EXERCISE TASKS:
1. Translate the following sentence from the article on the cost of raising children into Spanish: "Life insurance is an effective way to protect your family from the uncertainty of premature death."
2. Name every living expense that the article on the cost of raising children says may increase as a family grows.
3. Reproduce word for word the passage of the article on the cost of raising children that begins at the words "Review your life"; stop after "taxable as income.".

Parenthood can be both wonderfully rewarding and frighteningly challenging. Children give gifts only a parent can understand — from sticky-finger hugs to heartfelt pleas to tag along on Saturday morning errands. As you raise them and make sure they get a good, strong start in life, one thing is obvious — children are expensive! Fortunately, you can take steps to prepare for the financial challenges you face.
How expensive is raising a child?
The United States Department of Agriculture estimates that the average nationwide cost of raising one child in a two-parent family from cradle to college entrance at age 18 ranges from $174,690 to $372,210, depending on income.1
Reassess your budget
As your family grows, you may need to make changes to your budget. Many living expenses may increase, including grocery, clothing, transportation, healthcare, insurance, and housing costs. You may also need to account for new expenses, such as childcare, or adjust your budget to account for a decrease in your income if you decide to become a stay-at-home parent. Your budget may also need to expand to include new financial goals, such as saving for college or buying a home. Making sure that your budget reflects your new financial priorities can help you stay on track.
Review your life insurance coverage
What would happen to your children if something happened to you? Life insurance is an effective way to protect your family from the uncertainty of premature death. It can help assure that a preselected amount of money will be on hand to replace your income and help your family members — your children and your spouse — maintain their standard of living. With life insurance, you can select an amount that will help your family meet living expenses, pay the mortgage, and even provide a college fund for your children. Best of all, life insurance proceeds are generally not taxable as income.
Keep in mind, though, that the cost and availability of life insurance depend on factors such as age, health, and the type and amount of insurance purchased. We typically recommend term life insurance which covers you for a fixed period (i.e., 10, 20, or 30 years), is designed to protect your dependents in case you die prematurely and is cheaper than other life insurance policies (i.e., whole life).
We also recommend you check with your employer who may offer group-term life insurance coverage (typically $50,000 per employee). If your employer provides in excess of $50,000, the excess amount must be included in your income and is subject to Social Security and Medicare taxes.2
Consider purchasing disability income insurance
If you become disabled and unable to work, disability income insurance can pay benefits — a specific percentage of your income — so you can continue meeting your financial obligations until you are back on your feet. Short-term disability insurance is sometimes provided through your workplace, either as a mandatory or voluntary benefit. For more flexible and comprehensive protection, consider buying disability income insurance.

RECORD SET:
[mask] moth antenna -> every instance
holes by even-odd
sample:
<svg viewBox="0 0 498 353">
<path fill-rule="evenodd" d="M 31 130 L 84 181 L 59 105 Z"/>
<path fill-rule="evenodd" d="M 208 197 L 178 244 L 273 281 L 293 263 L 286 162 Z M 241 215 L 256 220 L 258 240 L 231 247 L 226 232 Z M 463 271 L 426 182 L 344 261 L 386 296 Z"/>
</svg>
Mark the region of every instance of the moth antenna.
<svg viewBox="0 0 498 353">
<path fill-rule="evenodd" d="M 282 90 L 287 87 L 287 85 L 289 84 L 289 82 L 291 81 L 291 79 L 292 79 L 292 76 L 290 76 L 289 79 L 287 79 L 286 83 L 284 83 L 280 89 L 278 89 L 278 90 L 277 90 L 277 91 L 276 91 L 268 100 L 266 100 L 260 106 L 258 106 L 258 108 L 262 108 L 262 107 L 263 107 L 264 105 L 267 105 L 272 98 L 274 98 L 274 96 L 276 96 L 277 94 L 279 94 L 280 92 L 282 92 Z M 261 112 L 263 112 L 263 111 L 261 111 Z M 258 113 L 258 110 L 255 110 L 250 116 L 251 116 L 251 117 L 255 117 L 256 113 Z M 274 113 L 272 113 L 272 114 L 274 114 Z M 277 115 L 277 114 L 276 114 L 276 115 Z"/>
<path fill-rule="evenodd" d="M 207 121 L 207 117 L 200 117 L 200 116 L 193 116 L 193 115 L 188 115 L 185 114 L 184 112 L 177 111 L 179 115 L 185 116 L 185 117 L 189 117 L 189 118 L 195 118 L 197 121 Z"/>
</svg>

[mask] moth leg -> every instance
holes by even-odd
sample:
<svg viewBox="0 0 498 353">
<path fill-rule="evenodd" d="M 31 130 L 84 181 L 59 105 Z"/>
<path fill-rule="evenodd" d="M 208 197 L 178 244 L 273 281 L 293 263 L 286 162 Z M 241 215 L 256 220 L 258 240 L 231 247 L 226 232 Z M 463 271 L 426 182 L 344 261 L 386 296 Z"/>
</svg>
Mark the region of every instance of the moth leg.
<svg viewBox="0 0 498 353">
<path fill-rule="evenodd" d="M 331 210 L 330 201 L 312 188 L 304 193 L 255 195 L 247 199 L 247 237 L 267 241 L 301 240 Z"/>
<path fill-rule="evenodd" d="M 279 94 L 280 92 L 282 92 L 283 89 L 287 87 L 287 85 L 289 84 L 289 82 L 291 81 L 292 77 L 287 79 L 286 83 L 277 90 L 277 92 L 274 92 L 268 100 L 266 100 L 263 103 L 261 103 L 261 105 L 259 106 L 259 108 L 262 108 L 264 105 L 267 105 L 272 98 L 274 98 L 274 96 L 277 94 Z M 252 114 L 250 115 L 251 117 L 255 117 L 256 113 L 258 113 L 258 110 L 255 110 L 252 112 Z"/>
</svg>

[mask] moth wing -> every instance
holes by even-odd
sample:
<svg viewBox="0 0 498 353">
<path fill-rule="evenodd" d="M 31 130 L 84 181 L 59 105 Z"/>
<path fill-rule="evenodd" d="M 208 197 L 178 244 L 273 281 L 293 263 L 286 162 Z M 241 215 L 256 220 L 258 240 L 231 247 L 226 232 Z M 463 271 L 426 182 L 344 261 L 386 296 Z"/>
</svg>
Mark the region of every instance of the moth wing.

TASK RESPONSES:
1. El seguro de vida es una forma eficaz de proteger a su familia de la incertidumbre de una muerte prematura.

2.
- Grocery costs
- Clothing costs
- Transportation costs
- Healthcare costs
- Insurance costs
- Housing costs

3.
Review your life insurance coverage
What would happen to your children if something happened to you? Life insurance is an effective way to protect your family from the uncertainty of premature death. It can help assure that a preselected amount of money will be on hand to replace your income and help your family members — your children and your spouse — maintain their standard of living. With life insurance, you can select an amount that will help your family meet living expenses, pay the mortgage, and even provide a college fund for your children. Best of all, life insurance proceeds are generally not taxable as income.